TEXT PROVIDED ▸
· · · ·

Arginine is the amino acid the herpesvirus uses to break out of the cellular "prison" to which it is confined between outbreaks, and lysine "jams the door" the virus needs to open to break out of its cell.
After the initial infection, the herpesvirus retreats to nerve cells just below the skin. The virus "hibernates" in nerve cells until something wakes it up.
There might be a physical injury to the nerve, or there might be an infection caused by some other microorganism, or there might be general emotional stress.
When the virus is "threatened" it replicates itself and begins to break down the cell so it can move to the surface of the body and escape to cause infection in someone else.
Before the herpesvirus can break out of a cell, it needs to dissolve the membrane in which it is hiding.
To form a vesicle, or a hole in the cell, the virus needs to make an enzyme from arginine. If there are large amount of lysine in the vicinity of the virus, however, it will make a defective enzyme that won't dissolve the cell to allow it to escape.

· · · ·

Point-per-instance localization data
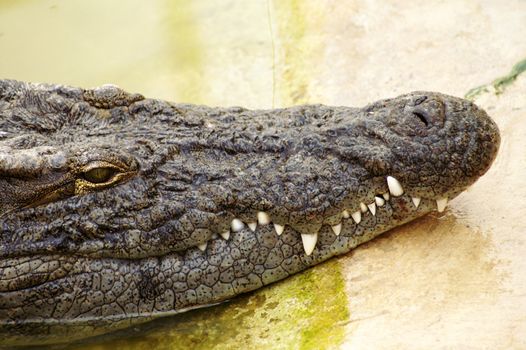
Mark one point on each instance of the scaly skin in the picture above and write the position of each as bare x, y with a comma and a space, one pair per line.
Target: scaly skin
106, 196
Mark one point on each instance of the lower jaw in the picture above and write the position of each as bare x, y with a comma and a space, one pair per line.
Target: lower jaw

· · · ·

STUDY QUESTIONS ▸
- a) List the things that the text on herpes and lysine names as possibly waking the dormant virus.
- b) In the text on herpes and lysine, rename "someone else" as "another person", and give the passage from "When the virus" to "in someone else." with that change.
These records come from a different source than the text.

SOLUTIONS BELOW ▸
- a)
- A physical injury to the nerve
- An infection caused by some other microorganism
- General emotional stress

- b)
When the virus is "threatened" it replicates itself and begins to break down the cell so it can move to the surface of the body and escape to cause infection in another person.